Given instruction a -> Locate each line in the records containing the string "several" and copy those lines out. Case counts.

** start Source excerpt **

Volvo's hot rod V70R wagon is spacious, comfortable, loaded with gear -- but, says Bill McKinnon, the suspension has major flaws.
Good: Safe in a crash and strong. Quick. Powerful brakes. Plenty of occupant and load space. Versatile load area. ractical touches such as child booster seats and cargo barrier. Tyre grip.

Bad: Overpriced and ponderous. Something seriously wrong with the suspension. Feels nervous and unstable on all but smooth surfaces. Harsh, uncomfortable ride. Unrefined engine and gearbox. Some turbo lag. Huge turning circle. Front seats lack lateral support.

Verdict: Bloody awful drive.

Stars: 2 (out of 5).

Volvo sold 130 cars in January. Boy, that "Bloody Volvo Driver" campaign worked a treat, didn't it?

Perhaps one of the reasons why Volvo's sales are so poor is that, with a few exceptions, their cars are not particularly good. In terms of on-road performance and value for money, Volvo seems to have stood still for the best part of the last decade, while the rest of the industry has, as a rule, raised its standards with each new model, delivering better cars at sharper prices.

Look no further for evidence than Volvo's attempts to build credible sports machinery. Its base model sedans and wagons are honest family transport; the steroid-injected spinoffs, starting with the 850 T5-R in 1995, have usually involved taking a competent car and stuffing it up.

Volvo's latest hot rods, the S60R sedan and V70R wagon, are $98,950 and $102,950 respectively. On paper, they look impressive. Under the bonnet is a turbocharged 220kW 2.5-litre five-cylinder engine; with the five-speed automatic it produces 350Nm of torque and with the six-speed manual, 400Nm.

Drive goes to all wheels, and the split can be varied from 95 percent front to 70 percent rear depending on grip and overall stability. The lowered suspension, developed with renowned Swedish firm Ohlins, has electronically controlled adaptive damping, and three manually selectable damping rates.

The brakes, with four-piston calipers, are from Brembo; the 18-inch alloy wheels are shod with 235/40 Pirelli P Zero tyres.

Volvo is hyping its R cars as genuine hoonmobiles. The stability control system can be disabled so the driver can slip and slide to his heart's content. The press material even boasts that the all-wheel-drive system disengages so you can do handbrake turns. Could be a few bloodied Volvo drivers about if they're not careful.

The 2.5 turbo has no shortage of punch, but we were not able to get close to Volvo's claimed 5.9 seconds for the 0-100kmh sprint in the manual V70R. Add a second for a realistic figure.

** end Source excerpt **
** start Dataset **

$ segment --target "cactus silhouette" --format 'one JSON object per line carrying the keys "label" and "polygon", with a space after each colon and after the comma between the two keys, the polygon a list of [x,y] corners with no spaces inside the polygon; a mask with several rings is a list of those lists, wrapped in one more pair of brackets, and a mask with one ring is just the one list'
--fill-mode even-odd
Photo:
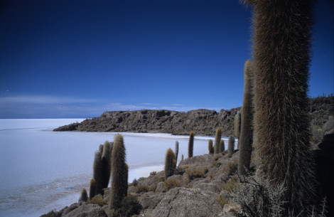
{"label": "cactus silhouette", "polygon": [[175,154],[171,149],[168,149],[166,152],[165,158],[165,180],[174,174]]}
{"label": "cactus silhouette", "polygon": [[223,139],[220,140],[220,142],[219,143],[219,153],[222,153],[225,150],[225,142],[224,142]]}
{"label": "cactus silhouette", "polygon": [[112,144],[108,141],[104,142],[103,147],[103,153],[102,156],[102,189],[108,187],[109,179],[110,179],[111,162],[110,162],[110,150]]}
{"label": "cactus silhouette", "polygon": [[213,142],[212,139],[209,139],[209,154],[213,154],[215,153],[215,151],[213,150]]}
{"label": "cactus silhouette", "polygon": [[241,134],[239,143],[238,173],[246,175],[249,170],[253,143],[253,89],[255,69],[254,62],[248,60],[244,68],[244,101],[241,114]]}
{"label": "cactus silhouette", "polygon": [[235,137],[230,135],[228,138],[228,147],[227,147],[227,154],[233,154],[235,151]]}
{"label": "cactus silhouette", "polygon": [[86,189],[83,189],[82,191],[81,191],[81,196],[80,198],[79,199],[79,203],[80,202],[86,202],[87,200],[88,199],[88,196],[87,195],[87,191]]}
{"label": "cactus silhouette", "polygon": [[121,201],[127,194],[128,174],[125,166],[125,147],[123,136],[115,135],[112,152],[112,187],[110,208],[121,207]]}
{"label": "cactus silhouette", "polygon": [[178,162],[178,142],[175,142],[175,161]]}
{"label": "cactus silhouette", "polygon": [[220,142],[220,139],[222,139],[222,127],[218,127],[216,130],[216,136],[215,137],[215,147],[214,147],[214,151],[215,151],[215,154],[219,153],[219,143]]}
{"label": "cactus silhouette", "polygon": [[188,145],[188,157],[192,157],[194,149],[194,136],[195,133],[192,131],[189,136],[189,144]]}
{"label": "cactus silhouette", "polygon": [[284,184],[282,216],[303,216],[316,187],[307,97],[314,1],[246,1],[254,6],[258,173]]}
{"label": "cactus silhouette", "polygon": [[240,129],[241,129],[241,112],[237,111],[237,114],[235,116],[235,137],[238,139],[238,143],[237,148],[239,149],[239,139],[240,138]]}
{"label": "cactus silhouette", "polygon": [[96,181],[95,195],[102,194],[103,189],[103,169],[101,153],[99,151],[95,152],[93,164],[93,178]]}
{"label": "cactus silhouette", "polygon": [[90,179],[90,199],[95,196],[95,185],[96,181],[94,179]]}

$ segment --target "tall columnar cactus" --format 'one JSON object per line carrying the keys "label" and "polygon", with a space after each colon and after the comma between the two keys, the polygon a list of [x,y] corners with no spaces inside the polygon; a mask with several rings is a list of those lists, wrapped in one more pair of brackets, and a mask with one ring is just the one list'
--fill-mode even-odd
{"label": "tall columnar cactus", "polygon": [[178,163],[178,142],[175,142],[175,161]]}
{"label": "tall columnar cactus", "polygon": [[213,142],[212,139],[209,139],[209,144],[208,144],[208,149],[209,149],[209,154],[213,154],[215,153],[213,150]]}
{"label": "tall columnar cactus", "polygon": [[227,154],[232,155],[235,151],[235,137],[230,135],[228,138]]}
{"label": "tall columnar cactus", "polygon": [[235,135],[238,139],[238,143],[237,145],[238,149],[239,144],[239,139],[240,138],[241,122],[241,112],[237,111],[237,114],[235,116]]}
{"label": "tall columnar cactus", "polygon": [[79,203],[80,202],[86,202],[88,199],[88,196],[87,195],[87,191],[86,189],[83,189],[82,191],[81,191],[81,196],[80,198],[79,199]]}
{"label": "tall columnar cactus", "polygon": [[101,154],[103,153],[103,148],[104,148],[103,144],[100,144],[99,147],[99,152]]}
{"label": "tall columnar cactus", "polygon": [[189,136],[189,144],[188,145],[188,157],[192,157],[194,149],[194,136],[195,133],[192,131]]}
{"label": "tall columnar cactus", "polygon": [[103,153],[102,156],[103,171],[102,189],[108,187],[109,179],[110,179],[110,170],[112,167],[110,162],[110,149],[111,144],[108,141],[106,141],[103,147]]}
{"label": "tall columnar cactus", "polygon": [[222,153],[225,150],[225,142],[223,139],[220,139],[220,142],[219,143],[219,153]]}
{"label": "tall columnar cactus", "polygon": [[96,181],[94,179],[90,179],[90,199],[95,196]]}
{"label": "tall columnar cactus", "polygon": [[274,186],[284,184],[283,216],[299,213],[315,188],[307,97],[314,1],[247,1],[254,6],[259,174]]}
{"label": "tall columnar cactus", "polygon": [[93,164],[93,178],[96,181],[95,195],[102,194],[104,174],[102,169],[102,159],[99,151],[95,152]]}
{"label": "tall columnar cactus", "polygon": [[112,152],[111,209],[121,207],[122,199],[127,194],[127,178],[124,139],[120,134],[117,134],[114,137]]}
{"label": "tall columnar cactus", "polygon": [[175,154],[171,149],[168,149],[166,152],[165,158],[165,180],[173,176],[175,170]]}
{"label": "tall columnar cactus", "polygon": [[246,175],[249,170],[253,143],[253,89],[255,78],[254,62],[248,60],[244,68],[244,101],[241,114],[241,134],[239,143],[238,173]]}
{"label": "tall columnar cactus", "polygon": [[215,137],[215,154],[219,153],[219,143],[220,142],[220,139],[222,139],[222,127],[218,127],[216,130],[216,136]]}

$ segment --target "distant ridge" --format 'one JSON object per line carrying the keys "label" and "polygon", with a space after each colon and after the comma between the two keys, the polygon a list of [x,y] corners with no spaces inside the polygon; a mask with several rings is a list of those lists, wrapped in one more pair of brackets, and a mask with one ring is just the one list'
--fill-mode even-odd
{"label": "distant ridge", "polygon": [[[189,112],[166,110],[142,110],[104,112],[99,117],[87,119],[81,123],[60,127],[53,131],[164,132],[196,135],[214,135],[217,127],[222,129],[222,136],[234,134],[235,116],[241,107],[214,110],[199,109]],[[310,99],[309,105],[313,143],[320,142],[325,131],[333,129],[334,97]],[[327,126],[329,125],[329,126]],[[325,127],[325,129],[323,129]],[[328,129],[330,128],[330,129]]]}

** end Dataset **

Given instruction b -> Pick up the Volvo V70R review from where it stops and keep writing it.

Exercise response a ->
$ segment --target "cactus silhouette" --format 'one JSON object per line carrying the keys "label" and "polygon", with a space after each colon and after the comma between the two keys, the polygon a list of [x,y] corners with no spaces inside the polygon; a mask with several rings is a list of those lists, wrapped in one more pair of brackets, and a mask with one ring is just the one list'
$ segment --target "tall columnar cactus" --format 'one JSON object per line carrying the keys "label" and "polygon", with a space after each colon and after the comma between the two keys, the polygon a list of [x,y] corners with no spaces inside the polygon; a mask with several rings is a list of those lists, wrapped in one more pair of brackets, and a mask with one ring is just the one list'
$ segment --target "distant ridge" --format 'one JSON object per line carrying the keys "label" and "polygon", with a space after each colon and after the comma between the two keys, the polygon a list of [x,y] corners with no spaces inside the polygon; a mask with several rings is a list of those lists, wrapped in one more pair of brackets, and a mask with one ring is just the one list'

Exercise response b ->
It pulls easily from about 2000rpm, then kicks into full boost mode and rockets the car forward from 4000-7000. Some turbo lag is evident in the lower mid-range but, if you keep it spinning above 4000, responsiveness is snappy. Refinement is not a strong point. Vibration is quite intrusive under hard acceleration; some surge is also apparent when backing off at high revs, accompanied by a pop from the turbo.

The gear ratios are close and low, with sixth turning the engine over at 2300rpm at 100kmh. The gearbox action is a touch stiff and notchy, while clutch take-up is abrupt.

Volvo's main area of difficulty with its sports variants has been suspension. It has been unable to deliver the tuning finesse required for taut, disciplined handling and a tolerably compliant ride, especially on less than perfect surfaces. Granted, this is the most difficult task in the suspension engineer's textbook, but Volvo's learning curve seems to have flattened out.

The V70R, despite its price, equipment and sports pretensions, is a dreadful handler on all but the smoothest roads. The adaptive suspension system, Four-C, has three damper rate settings: Comfort, Sport and Advanced, which also enhances accelerator responsiveness.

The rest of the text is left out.